Please return every line of the records that contains the word "wooden".

### Entries shown
━━━━━━━━━━━━━━━━━━━━
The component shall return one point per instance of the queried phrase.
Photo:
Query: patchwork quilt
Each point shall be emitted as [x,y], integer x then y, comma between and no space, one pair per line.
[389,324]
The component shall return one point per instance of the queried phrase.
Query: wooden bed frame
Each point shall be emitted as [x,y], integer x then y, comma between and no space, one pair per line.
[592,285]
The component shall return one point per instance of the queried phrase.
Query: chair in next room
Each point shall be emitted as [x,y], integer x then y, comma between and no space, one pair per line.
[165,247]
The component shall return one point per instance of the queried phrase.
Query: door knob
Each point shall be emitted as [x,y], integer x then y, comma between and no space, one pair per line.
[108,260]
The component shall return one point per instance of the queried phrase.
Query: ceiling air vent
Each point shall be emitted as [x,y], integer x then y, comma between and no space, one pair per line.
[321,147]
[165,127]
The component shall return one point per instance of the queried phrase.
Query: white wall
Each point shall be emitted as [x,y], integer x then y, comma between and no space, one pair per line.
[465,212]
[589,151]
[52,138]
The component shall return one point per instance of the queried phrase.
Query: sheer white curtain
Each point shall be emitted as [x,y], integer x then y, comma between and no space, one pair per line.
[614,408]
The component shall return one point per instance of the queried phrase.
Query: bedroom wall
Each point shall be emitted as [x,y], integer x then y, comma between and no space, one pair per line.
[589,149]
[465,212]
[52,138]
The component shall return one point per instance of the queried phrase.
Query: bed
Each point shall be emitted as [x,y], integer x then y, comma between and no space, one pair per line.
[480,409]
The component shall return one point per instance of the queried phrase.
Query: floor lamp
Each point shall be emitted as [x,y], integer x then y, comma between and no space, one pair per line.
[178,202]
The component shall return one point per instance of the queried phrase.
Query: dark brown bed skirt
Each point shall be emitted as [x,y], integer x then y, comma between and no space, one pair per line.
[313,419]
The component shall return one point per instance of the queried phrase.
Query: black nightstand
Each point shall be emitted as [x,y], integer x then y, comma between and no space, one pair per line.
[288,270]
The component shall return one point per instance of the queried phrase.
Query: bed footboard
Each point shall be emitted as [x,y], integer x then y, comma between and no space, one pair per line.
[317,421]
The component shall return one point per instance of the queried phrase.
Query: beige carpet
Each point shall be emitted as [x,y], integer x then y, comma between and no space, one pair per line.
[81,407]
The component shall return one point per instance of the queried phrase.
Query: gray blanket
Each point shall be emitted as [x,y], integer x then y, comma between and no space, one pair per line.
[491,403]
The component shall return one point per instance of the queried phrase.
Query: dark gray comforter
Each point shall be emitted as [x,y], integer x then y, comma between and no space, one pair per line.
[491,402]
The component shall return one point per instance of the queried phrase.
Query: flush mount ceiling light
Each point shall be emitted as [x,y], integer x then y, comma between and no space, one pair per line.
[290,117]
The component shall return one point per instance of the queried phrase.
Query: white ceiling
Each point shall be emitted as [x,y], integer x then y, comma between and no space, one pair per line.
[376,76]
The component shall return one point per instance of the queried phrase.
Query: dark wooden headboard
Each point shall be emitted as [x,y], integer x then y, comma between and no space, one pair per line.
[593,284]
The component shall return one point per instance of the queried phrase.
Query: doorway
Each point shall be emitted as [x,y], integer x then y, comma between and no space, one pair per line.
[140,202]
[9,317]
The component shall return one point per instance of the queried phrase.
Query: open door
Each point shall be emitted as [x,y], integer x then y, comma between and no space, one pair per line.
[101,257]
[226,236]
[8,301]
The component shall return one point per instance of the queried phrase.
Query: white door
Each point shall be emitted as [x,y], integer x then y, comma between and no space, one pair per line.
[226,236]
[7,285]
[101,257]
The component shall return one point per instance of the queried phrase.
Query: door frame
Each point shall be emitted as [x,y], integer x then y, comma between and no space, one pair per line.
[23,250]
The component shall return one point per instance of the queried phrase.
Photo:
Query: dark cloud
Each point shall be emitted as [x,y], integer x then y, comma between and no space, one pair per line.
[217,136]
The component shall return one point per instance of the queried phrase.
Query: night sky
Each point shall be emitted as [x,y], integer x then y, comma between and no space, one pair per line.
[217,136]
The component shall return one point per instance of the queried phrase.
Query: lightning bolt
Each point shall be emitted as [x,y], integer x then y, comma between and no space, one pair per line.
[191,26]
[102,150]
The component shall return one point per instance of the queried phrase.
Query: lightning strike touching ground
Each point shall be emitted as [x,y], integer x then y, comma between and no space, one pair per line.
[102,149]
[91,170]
━━━━━━━━━━━━━━━━━━━━
### Exercise solution
Query: wooden bed frame
Query: dark wooden headboard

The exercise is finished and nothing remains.